Problems to solve ->
**A)** In the post below on splitting classes into const and non-const versions, what happens if doesWork() calls changeBar()?
**B)** Continue the post below on splitting classes into const and non-const versions, starting right after its last line.

====== Excerpted text

1. In C++, you need to make the same division into const and
non-const, since every method must be labeled as "const" or not
labeled (and thus unusable in a const object).  So there is no extra
"design burden".

2. You can easily change any method's constness by cut/pasting it to
the other class.  All implementation code/data is shared.

3. Relationships are enforced!  If doesWork() calls changeBar(), the
compiler will complain.

4. The class author decides whether "clone()" and the other special
methods are written at all - so if "Bar" is uncloneable for some
reason (i.e. maybe its a File), don't write clone() for Foo, or find a
way to get around copying it.  This work needs to be done in C++ too.

5. Users of const_Foo don't need to know what the editable Foo does.
Their code can't break unless the const_ side is changed.  It's now
very hard to miss the distinction between const/non-const, which is
easy to miss in C++ when writing methods for example.

6. Easy to use as a Copy-On-Write design: If you need to store an
object, and don't know if it is const or not, use a const_Foo
reference.  In the event you need to modify it, you can test whether
it is const with a dynamic cast.  If it is, clone it first!

7. In C++, you can also define distinct const and non-const methods
for a class.  This happens automatically here - the non-const method
(if one exists) just overrides the const one.

8. Finally, for OOD/OOP purists: Although the non-const version is not
really "is-a" const, the relationship still holds once you realize
that const is really a "subtracting" adjective - we could use the
terms readable and read/writeable, where it is easy to see that a
read/writeable think is-a readable thing.

9. You can have "in Foo" parameters and "out const_Foo" without it
being a contradiction.  The first means "I don't want to change what
it points to -- something the caller might also want to know -- but I
might modify it.  The second is a way to return something.  [The
semantics of input and output (argument and return value) are normally
different in OO programming, since one is covariant and the other
contravariant. (This is true in D, right?)]

10. For structs you can do a similar thing:

: // read-write version
: struct X {
:    int opIndex(int i) { ... }
:    int opIndexAssign(int i) { ... }
:    
: private:
:    int[1024] data_;
: };

: // read-only version
: struct const_X {
:    int opIndex(int i) { return impl[i]; }
:    
:    X * clone()

============
====== Supplied records

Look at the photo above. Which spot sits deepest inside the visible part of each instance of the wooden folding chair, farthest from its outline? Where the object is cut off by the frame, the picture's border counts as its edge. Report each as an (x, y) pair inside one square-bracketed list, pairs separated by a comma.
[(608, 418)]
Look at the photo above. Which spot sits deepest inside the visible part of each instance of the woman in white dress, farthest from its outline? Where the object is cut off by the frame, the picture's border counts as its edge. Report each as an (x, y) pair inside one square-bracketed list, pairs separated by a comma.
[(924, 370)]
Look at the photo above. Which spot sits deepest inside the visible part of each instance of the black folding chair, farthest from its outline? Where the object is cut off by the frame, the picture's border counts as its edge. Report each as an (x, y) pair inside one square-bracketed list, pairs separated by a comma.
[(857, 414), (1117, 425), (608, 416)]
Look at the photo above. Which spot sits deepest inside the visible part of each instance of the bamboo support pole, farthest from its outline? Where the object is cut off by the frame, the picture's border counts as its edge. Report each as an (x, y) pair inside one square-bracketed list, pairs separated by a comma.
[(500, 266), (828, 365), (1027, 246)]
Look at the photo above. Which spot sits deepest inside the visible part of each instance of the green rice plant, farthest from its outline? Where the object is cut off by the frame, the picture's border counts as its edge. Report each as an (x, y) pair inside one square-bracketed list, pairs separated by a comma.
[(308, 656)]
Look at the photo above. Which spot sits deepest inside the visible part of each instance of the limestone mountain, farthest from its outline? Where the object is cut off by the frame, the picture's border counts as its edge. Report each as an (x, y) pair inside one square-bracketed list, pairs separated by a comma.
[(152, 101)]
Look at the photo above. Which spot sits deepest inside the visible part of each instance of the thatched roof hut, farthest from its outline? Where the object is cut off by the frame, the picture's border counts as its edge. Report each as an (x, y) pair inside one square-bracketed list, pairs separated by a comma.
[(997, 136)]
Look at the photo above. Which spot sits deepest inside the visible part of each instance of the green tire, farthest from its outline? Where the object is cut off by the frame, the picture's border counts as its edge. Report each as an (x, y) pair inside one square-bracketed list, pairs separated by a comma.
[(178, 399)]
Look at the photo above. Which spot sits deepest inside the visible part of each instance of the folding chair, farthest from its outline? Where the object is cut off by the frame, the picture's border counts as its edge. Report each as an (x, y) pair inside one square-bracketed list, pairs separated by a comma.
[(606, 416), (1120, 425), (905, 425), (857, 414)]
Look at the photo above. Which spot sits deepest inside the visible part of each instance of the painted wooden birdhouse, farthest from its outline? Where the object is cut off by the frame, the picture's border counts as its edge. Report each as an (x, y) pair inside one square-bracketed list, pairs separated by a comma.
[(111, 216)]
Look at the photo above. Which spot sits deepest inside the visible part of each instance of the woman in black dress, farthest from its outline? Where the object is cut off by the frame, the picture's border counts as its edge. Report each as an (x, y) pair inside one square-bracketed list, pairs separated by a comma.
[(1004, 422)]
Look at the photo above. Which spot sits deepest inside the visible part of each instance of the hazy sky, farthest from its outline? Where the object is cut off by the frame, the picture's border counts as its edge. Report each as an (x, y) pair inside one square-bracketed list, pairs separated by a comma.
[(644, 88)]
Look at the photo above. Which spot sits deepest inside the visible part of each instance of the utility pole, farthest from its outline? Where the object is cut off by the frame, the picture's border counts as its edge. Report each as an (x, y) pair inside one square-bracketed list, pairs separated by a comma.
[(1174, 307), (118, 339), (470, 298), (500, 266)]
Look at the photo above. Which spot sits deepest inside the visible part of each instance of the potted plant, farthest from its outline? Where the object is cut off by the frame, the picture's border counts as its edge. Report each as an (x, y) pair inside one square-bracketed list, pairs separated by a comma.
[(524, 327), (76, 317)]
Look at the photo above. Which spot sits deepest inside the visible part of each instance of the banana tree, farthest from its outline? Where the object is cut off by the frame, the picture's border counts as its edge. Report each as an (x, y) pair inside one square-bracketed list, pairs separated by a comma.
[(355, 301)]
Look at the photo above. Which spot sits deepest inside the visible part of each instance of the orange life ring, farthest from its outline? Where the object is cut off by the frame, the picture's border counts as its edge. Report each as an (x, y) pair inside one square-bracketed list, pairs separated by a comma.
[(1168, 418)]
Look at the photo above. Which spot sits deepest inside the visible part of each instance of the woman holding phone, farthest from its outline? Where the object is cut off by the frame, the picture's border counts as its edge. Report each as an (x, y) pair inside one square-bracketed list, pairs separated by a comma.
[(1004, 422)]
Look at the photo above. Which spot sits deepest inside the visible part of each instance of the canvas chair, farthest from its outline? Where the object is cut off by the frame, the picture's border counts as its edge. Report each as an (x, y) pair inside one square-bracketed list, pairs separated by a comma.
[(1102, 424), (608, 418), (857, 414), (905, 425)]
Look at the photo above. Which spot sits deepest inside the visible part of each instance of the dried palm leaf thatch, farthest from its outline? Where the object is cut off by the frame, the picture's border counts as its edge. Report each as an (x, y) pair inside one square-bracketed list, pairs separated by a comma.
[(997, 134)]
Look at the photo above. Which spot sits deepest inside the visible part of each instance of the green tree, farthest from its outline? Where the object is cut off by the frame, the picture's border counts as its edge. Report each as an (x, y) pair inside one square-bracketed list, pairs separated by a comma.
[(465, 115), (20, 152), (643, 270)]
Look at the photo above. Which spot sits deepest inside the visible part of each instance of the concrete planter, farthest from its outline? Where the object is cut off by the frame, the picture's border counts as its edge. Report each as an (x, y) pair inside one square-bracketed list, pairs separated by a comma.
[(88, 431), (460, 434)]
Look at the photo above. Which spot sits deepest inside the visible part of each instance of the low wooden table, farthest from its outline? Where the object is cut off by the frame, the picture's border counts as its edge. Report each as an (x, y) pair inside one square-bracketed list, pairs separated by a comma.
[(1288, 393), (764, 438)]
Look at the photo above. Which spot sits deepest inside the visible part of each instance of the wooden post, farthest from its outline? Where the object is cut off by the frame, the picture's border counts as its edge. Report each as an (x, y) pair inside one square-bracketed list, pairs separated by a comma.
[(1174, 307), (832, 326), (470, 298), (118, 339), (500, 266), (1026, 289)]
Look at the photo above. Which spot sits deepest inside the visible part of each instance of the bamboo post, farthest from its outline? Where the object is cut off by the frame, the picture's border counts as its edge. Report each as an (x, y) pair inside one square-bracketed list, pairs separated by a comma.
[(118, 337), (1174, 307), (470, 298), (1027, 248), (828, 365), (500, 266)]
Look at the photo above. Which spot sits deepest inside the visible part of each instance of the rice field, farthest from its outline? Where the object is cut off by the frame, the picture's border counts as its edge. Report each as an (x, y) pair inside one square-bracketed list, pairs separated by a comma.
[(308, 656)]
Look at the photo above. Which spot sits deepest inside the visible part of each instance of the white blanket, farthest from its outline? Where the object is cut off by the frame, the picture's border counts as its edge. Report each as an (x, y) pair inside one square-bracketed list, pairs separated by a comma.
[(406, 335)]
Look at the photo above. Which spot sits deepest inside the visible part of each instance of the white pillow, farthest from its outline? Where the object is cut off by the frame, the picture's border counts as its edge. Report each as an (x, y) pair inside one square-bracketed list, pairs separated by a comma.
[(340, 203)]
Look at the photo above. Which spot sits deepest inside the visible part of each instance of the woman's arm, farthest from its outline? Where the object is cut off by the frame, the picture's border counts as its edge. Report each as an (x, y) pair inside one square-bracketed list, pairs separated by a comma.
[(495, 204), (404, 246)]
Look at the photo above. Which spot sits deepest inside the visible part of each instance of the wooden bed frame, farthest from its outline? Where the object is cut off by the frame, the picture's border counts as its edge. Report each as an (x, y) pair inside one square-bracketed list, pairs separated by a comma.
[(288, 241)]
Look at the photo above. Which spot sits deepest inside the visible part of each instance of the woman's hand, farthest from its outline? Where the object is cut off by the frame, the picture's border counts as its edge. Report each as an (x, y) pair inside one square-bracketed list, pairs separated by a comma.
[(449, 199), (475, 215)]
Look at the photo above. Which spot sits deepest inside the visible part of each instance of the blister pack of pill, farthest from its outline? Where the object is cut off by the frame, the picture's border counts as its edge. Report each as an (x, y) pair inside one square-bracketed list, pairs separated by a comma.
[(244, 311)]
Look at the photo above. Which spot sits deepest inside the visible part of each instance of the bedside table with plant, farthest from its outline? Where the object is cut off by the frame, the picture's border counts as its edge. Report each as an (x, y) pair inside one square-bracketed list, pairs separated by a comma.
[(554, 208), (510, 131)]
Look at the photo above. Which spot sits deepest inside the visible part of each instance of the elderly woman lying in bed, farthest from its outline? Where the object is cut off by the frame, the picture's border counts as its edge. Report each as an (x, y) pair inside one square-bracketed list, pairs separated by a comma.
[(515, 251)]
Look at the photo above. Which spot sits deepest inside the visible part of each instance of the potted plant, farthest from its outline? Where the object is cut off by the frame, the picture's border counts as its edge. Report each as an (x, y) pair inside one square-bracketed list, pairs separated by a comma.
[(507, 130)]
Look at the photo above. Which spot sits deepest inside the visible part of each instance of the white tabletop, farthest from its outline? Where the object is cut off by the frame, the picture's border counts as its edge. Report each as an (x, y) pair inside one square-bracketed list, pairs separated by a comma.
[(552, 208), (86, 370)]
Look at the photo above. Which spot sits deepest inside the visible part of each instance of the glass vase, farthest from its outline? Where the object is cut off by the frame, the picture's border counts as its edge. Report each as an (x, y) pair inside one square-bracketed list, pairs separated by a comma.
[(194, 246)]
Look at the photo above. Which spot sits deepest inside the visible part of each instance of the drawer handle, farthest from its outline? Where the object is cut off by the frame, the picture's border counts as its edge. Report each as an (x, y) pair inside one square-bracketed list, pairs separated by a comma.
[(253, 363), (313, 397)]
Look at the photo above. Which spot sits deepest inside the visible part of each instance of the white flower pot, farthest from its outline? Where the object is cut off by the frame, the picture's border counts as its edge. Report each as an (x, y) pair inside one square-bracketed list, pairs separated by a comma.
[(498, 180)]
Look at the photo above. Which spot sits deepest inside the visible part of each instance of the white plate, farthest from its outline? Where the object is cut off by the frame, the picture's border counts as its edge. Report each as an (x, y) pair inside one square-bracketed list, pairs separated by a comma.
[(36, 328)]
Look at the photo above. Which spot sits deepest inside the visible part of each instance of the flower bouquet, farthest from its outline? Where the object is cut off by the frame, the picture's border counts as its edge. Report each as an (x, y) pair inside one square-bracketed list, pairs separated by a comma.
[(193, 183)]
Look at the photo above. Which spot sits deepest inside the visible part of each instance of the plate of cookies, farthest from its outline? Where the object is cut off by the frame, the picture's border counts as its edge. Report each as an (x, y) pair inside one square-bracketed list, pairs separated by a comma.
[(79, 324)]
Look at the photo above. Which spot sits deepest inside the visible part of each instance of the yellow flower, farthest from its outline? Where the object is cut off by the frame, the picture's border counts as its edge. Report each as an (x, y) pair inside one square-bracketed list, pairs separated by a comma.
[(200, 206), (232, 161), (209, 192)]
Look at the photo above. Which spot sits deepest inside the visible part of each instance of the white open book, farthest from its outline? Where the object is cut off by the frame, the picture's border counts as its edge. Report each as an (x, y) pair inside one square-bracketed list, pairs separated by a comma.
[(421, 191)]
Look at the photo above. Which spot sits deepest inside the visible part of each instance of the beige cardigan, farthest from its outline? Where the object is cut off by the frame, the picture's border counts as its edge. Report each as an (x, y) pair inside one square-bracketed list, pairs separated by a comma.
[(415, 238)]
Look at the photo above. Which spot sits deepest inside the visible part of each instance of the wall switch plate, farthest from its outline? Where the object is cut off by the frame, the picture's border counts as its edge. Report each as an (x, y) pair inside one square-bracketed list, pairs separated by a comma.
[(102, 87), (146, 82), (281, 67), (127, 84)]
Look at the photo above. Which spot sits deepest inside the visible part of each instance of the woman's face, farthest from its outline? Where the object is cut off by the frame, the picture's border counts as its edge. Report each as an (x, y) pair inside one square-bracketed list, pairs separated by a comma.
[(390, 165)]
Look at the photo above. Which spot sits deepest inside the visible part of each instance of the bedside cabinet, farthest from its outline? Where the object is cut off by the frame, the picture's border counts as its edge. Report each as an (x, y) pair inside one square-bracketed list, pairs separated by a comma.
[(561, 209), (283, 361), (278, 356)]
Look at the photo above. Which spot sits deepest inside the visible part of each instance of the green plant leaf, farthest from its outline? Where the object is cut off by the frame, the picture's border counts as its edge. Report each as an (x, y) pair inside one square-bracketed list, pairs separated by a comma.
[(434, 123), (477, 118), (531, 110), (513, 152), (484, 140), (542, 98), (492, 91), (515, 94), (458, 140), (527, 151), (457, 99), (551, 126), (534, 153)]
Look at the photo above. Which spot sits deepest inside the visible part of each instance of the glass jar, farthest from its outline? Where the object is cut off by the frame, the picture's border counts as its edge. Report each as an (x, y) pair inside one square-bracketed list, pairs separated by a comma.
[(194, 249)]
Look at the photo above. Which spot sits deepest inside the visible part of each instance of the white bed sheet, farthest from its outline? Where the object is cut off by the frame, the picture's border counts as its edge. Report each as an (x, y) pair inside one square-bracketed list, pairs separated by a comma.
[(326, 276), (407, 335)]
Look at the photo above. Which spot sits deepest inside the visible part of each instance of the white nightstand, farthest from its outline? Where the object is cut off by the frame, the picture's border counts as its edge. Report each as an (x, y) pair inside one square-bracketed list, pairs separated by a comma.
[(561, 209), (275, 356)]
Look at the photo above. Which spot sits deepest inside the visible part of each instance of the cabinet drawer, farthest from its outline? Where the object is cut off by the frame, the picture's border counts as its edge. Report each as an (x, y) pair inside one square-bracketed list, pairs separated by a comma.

============

Answers per task ->
**A)** The compiler will complain.

**B)**
:    {
:       return impl.dup;
:    }
:    
: private:
:    X impl;
: };

If people like this, maybe something along these lines would be useful
for the C++ programmer intro on the D site?  I can make a more
thorough version if so.  If people use this technique, it might be
good for them to follow the same style, i.e. method names.

Kevin
Mar 08 2006
next sibling parent reply Brad Roberts <braddr puremagic.com> writes:
On Thu, 9 Mar 2006, Kevin Bealer wrote:

 The same is true for struct, it gets copied in, which is fine for
 small structs.  For larger structs, you might want to pass by "in *",
 i.e. use "in Foo *".  You can modify this technique to use struct, for
 that see the last item in the numbered list at the end.
 
 
 For classes, the issue is that the pointer will not be modified with
 the "in" convention, but the values in the class may be.
 
 :   this(const_Foo b)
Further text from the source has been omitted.